Consignes:
• A. Traduisez en anglais la phrase suivante du texte sur le Service du travail obligatoire : « On a reproché aux communistes de vouloir abolir la patrie, la nationalité. »
• B. Citez sans rien changer le passage du texte sur le Service du travail obligatoire qui commence par « On a reproché » et se termine par « (n°39 – 15/12/1942). ».

Bloc de texte:
Si celui qui part est un traître, bien qu’il ne parte que contraint et forcé, alors il y a des dizaines de milliers de ‘‘ traîtres ’’ dans la classe ouvrière dans notre pays : l’Allemagne est emplie de ‘‘ traîtres ’’ de ce genre, qui y ont été par la Gestapo et les gouvernements bourgeois de toute l’Europe.

Pourquoi, d’ailleurs, ceux qui travaillent ici pour les Allemands – et tous les ouvriers français travaillent plus ou moins directement pour eux – ne seraient-ils pas des traîtres à ce compte là ? (…)

Le texte poursuit en rappelant les leçons du Manifeste communiste :

On a reproché aux communistes de vouloir abolir la patrie, la nationalité. Les ouvriers n’ont pas de patrie. On ne peut leur prendre ce qu’ils n’ont pas… ”

Le “ Service du travail obligatoire ” a été instauré, le 15 février, 2 semaines après la défaite retentissante de l’armée allemande à Stalingrad. Il avait été amorcé par une loi du 3/9/1942. On peut lire dans le fac simile de la Vérité clandestine/1940-1944 (Edi) comment, dès septembre 1942, les trotskystes ont appelé à la mobilisation contre la relève : “ Les ouvriers français ne seront pas les esclaves du fascisme ”. La Vérité fait connaître les grèves contre les réquisitions. “ A bas la déportation ouvrière ! En Bretagne, comment ils sont partis ”, le poing levé chantant l’Internationale, inscrivant sur les wagons “ A bas Laval ! ”, “ A bas Hitler ! ” “ A bas Pétain ! ” (n°39 – 15/12/1942).

[Enregistrements de cadres étiquetés]
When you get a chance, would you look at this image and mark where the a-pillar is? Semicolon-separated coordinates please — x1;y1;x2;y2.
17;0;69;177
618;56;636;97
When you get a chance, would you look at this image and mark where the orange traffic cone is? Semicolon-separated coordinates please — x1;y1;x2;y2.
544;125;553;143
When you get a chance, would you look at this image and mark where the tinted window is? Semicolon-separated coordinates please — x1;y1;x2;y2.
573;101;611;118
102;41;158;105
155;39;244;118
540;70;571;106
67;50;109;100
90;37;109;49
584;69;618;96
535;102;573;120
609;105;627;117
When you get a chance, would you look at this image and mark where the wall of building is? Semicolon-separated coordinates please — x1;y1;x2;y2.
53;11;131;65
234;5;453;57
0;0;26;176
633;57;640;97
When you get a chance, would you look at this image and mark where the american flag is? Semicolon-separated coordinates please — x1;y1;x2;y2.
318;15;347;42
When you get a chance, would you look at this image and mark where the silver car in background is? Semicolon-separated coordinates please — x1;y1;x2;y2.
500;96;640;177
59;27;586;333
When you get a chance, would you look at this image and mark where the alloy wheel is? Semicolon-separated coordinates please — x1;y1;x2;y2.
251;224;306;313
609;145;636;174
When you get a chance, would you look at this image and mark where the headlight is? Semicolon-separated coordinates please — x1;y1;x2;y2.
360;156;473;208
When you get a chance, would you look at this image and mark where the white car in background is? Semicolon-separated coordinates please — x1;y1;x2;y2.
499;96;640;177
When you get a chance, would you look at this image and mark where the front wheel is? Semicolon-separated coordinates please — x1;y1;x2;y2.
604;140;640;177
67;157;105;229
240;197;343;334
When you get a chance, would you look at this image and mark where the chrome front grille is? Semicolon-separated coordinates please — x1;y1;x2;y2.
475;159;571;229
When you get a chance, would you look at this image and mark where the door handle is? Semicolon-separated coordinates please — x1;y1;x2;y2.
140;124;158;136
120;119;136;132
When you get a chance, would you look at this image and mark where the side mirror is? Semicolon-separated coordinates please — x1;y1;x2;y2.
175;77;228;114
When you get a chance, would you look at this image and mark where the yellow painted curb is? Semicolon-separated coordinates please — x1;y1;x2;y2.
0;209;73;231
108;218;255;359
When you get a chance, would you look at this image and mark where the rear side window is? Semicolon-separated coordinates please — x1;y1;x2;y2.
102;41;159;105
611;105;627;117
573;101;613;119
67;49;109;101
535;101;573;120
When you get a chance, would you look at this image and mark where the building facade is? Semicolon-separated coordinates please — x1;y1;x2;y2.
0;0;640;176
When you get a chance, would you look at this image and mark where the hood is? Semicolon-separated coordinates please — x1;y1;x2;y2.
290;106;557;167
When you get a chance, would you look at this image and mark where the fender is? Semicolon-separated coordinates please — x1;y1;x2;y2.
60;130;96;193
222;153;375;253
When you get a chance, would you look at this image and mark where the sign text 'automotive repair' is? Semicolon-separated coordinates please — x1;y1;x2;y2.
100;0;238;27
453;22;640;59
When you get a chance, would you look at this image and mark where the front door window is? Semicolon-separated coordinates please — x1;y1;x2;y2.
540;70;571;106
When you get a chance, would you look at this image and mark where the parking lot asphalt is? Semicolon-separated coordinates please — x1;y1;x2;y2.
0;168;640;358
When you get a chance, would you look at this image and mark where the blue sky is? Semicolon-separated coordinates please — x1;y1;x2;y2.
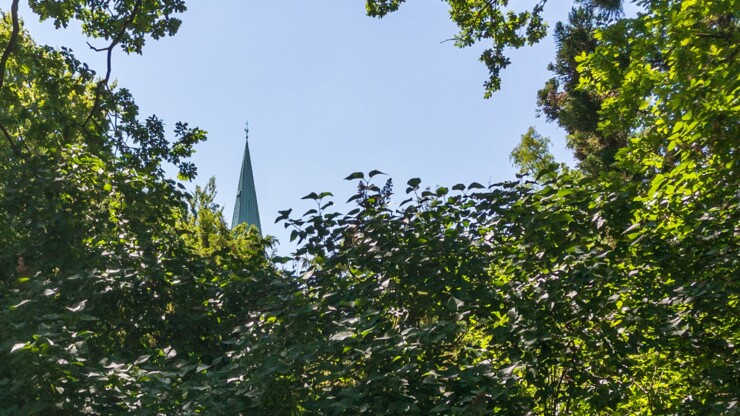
22;0;572;251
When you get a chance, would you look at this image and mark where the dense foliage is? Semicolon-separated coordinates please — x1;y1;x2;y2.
0;0;740;415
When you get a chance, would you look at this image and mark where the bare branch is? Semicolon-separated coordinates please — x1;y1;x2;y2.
83;0;143;127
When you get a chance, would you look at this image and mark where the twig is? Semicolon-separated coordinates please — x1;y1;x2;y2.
0;0;21;157
0;0;21;89
82;0;143;127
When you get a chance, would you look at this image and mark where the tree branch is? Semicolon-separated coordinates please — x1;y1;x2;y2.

Réponses par tâche:
• A. The communists have been reproached for wanting to abolish the fatherland, nationality.

• B.
On a reproché aux communistes de vouloir abolir la patrie, la nationalité. Les ouvriers n’ont pas de patrie. On ne peut leur prendre ce qu’ils n’ont pas… ”

Le “ Service du travail obligatoire ” a été instauré, le 15 février, 2 semaines après la défaite retentissante de l’armée allemande à Stalingrad. Il avait été amorcé par une loi du 3/9/1942. On peut lire dans le fac simile de la Vérité clandestine/1940-1944 (Edi) comment, dès septembre 1942, les trotskystes ont appelé à la mobilisation contre la relève : “ Les ouvriers français ne seront pas les esclaves du fascisme ”. La Vérité fait connaître les grèves contre les réquisitions. “ A bas la déportation ouvrière ! En Bretagne, comment ils sont partis ”, le poing levé chantant l’Internationale, inscrivant sur les wagons “ A bas Laval ! ”, “ A bas Hitler ! ” “ A bas Pétain ! ” (n°39 – 15/12/1942).